Data records:
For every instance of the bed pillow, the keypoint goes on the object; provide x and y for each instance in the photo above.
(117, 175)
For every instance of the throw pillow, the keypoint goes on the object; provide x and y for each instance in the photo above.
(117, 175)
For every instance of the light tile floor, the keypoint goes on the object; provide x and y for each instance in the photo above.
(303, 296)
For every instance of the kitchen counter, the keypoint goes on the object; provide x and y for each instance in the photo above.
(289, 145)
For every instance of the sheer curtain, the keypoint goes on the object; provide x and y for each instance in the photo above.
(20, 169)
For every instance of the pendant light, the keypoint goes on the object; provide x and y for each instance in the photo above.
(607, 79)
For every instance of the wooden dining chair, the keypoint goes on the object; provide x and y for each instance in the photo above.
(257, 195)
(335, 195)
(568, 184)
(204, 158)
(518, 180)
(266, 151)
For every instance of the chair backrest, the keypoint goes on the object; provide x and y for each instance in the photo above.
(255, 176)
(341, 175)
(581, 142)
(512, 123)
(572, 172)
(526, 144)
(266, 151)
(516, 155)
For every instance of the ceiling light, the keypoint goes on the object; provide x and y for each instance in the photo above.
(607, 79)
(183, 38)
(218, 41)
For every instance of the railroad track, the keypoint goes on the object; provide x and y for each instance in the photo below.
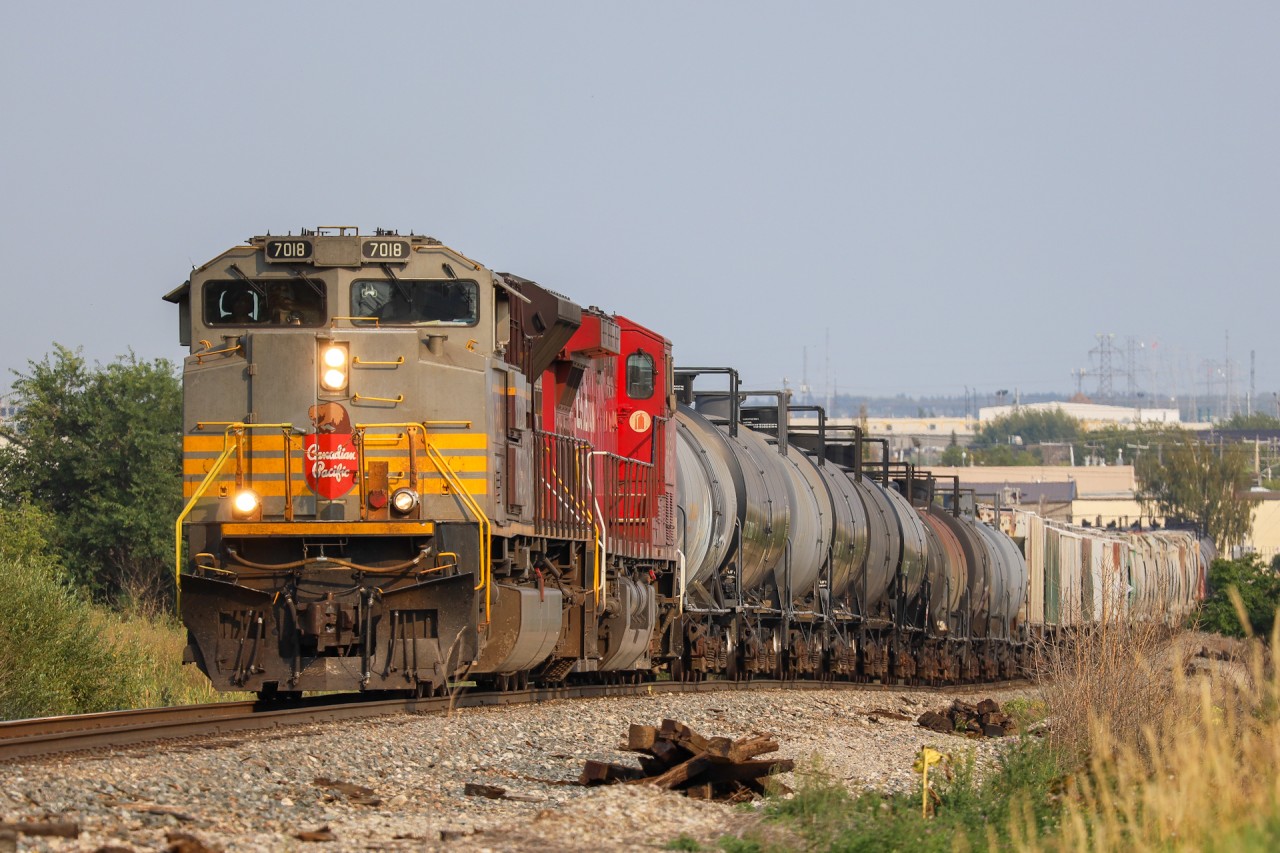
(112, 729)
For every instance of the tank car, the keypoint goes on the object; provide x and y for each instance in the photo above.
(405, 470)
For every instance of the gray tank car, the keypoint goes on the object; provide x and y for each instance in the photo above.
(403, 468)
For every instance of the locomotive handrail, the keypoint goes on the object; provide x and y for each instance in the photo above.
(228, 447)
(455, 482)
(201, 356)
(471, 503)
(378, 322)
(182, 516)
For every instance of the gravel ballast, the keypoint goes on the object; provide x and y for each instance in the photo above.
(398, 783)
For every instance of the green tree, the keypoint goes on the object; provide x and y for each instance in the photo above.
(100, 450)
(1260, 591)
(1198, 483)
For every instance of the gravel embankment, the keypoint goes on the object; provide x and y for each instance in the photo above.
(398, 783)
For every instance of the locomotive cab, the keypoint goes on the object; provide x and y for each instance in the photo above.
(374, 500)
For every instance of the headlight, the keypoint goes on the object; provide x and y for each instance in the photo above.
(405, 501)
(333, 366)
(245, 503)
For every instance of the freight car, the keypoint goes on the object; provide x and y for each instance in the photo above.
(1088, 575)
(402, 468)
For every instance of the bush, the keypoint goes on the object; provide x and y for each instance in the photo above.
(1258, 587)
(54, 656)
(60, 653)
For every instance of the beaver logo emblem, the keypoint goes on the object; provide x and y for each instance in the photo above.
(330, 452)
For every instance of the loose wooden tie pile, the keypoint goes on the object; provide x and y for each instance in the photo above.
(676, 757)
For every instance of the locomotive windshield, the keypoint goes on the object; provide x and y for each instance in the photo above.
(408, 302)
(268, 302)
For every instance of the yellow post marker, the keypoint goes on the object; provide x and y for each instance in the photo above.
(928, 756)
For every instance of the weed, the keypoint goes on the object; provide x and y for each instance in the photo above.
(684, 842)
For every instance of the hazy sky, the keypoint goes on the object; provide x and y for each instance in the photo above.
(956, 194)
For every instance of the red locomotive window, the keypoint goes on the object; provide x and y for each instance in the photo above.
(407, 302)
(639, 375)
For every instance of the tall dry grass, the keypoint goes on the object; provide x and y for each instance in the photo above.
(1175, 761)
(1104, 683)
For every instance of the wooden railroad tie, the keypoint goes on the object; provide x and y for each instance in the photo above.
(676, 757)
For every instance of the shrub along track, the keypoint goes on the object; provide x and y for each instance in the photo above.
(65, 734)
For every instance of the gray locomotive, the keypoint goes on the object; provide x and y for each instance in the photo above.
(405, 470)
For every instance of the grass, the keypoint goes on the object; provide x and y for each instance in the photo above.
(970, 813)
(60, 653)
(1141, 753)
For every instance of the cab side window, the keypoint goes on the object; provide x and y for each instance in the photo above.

Exercise description | Leave out the pictures and copy the rest of the material above exactly.

Output of the task |
For every instance of the bed pillow, the keypoint goes on the object; provide x and y for each instance in the photo above.
(117, 175)
For every instance of the throw pillow, the keypoint goes on the object; provide x and y for each instance in the photo above.
(117, 175)
For every instance of the light tile floor, the keypoint goes on the object; provide x and y for each instance in the photo above.
(303, 296)
For every instance of the kitchen counter, the keypoint goes on the object; provide x and y for each instance in the photo above.
(289, 145)
For every instance of the sheer curtain, the keypoint goes on the object; provide x and y for each instance in the photo above.
(20, 169)
For every instance of the pendant light, the keypoint goes on the object; provide x and y for each instance in the photo above.
(607, 79)
For every instance of the wooden dining chair, the keypoint goes on the object; provide x and y for each instance in the photo above.
(257, 195)
(335, 195)
(568, 184)
(204, 158)
(518, 180)
(266, 151)
For every instance of the chair backrest, the keypoint goes on the object; provide x and y for each instance in the photo above.
(255, 176)
(341, 175)
(581, 142)
(512, 123)
(572, 172)
(526, 144)
(266, 151)
(516, 155)
For every instance of the ceiling light, the keypoint goes on the object; provide x and y for each instance in the photo above.
(607, 79)
(183, 38)
(218, 41)
For every instance of the railroad track, the keypoint goes on the object; provide x and y for each instance in the photo below.
(112, 729)
For every instance of the tank car, the keypoint goes on the object; provide x and y for each instance in the photo above.
(405, 470)
For every instance of the gray tank car, the keypoint goes on the object; provide x and y for each instance in the photo above.
(403, 468)
For every instance of the locomotive handrail, the keypoint goes on the object; provide x and y for each instance in the photo above.
(228, 447)
(455, 482)
(201, 356)
(471, 503)
(378, 322)
(182, 516)
For every instance of the gravel ballast, the keypoint goes on the object; provide x and y for each instance in the photo above.
(398, 783)
For every instance of the green tree, the keypoint goes on the object; provide x and y for each instance in the photo above.
(100, 450)
(1260, 591)
(1198, 483)
For every instance of the gravel embankment, the keypoint goes on the object; provide x and y for each instance in the photo above.
(398, 783)
For every instance of the locomotive cab, the keypoint goes on the object; provide x and y for each instance in the photo above.
(374, 500)
For every instance of the headlight, the keypoint goes on the object; provide x and y for each instance in the photo above.
(405, 501)
(333, 366)
(245, 503)
For every instance of the freight car, the keypoint goes on the object; provide x and y for each instance in the photo above.
(1088, 575)
(402, 468)
For every instance of the bush, the keypoint goes on the object; provide x and y for each instance in the photo above.
(1258, 587)
(54, 656)
(60, 653)
For every instance of the beaver logo emblem, the keypoint goes on the object; provide x and y for each instance in the photo above.
(330, 452)
For every instance of the loose wooden tie pile, the keypoint goes on the object; provide x and y for each instance in the photo above.
(676, 757)
For every instance of the locomotive windshield, the keypoint goes on the object; provide x and y for each instance in the photo above.
(408, 302)
(268, 302)
For every instance of the yellow post marker, the keypoint goes on the object; provide x and y for each instance in the photo above.
(928, 756)
For every instance of the weed, the keypoint goes on the object; provide x and y for each instance in the photo above.
(684, 842)
For every instance of the hazy sky, the keypoint goes on the object; provide x and y for each instance in the photo above.
(956, 194)
For every instance of the red locomotive window, the keypoint goes on the object; provide x and y for each instance in the photo above.
(407, 302)
(639, 375)
For every instance of the tall dry grass, the keypoint goes on the object; provide x and y for each instance in the photo above.
(1175, 761)
(1104, 683)
For every instance of the wooden railroad tie, the keypoint goes on the object; provide x and y for each instance in the photo above.
(676, 757)
For every instance of the shrub along track, the keypoint goes on the object; provide x and y for each instance in the photo above.
(65, 734)
For every instance of the gray locomotive, the keypoint goes on the object; provide x and y for each instance in the photo above.
(405, 470)
For every instance of the grass, the keypoint goes on the object; provide x and y for each instance in the photo above.
(970, 813)
(60, 653)
(1141, 753)
For every instance of the cab side window, the keypoint goes on the object; provide x and y for each instance in the photo above.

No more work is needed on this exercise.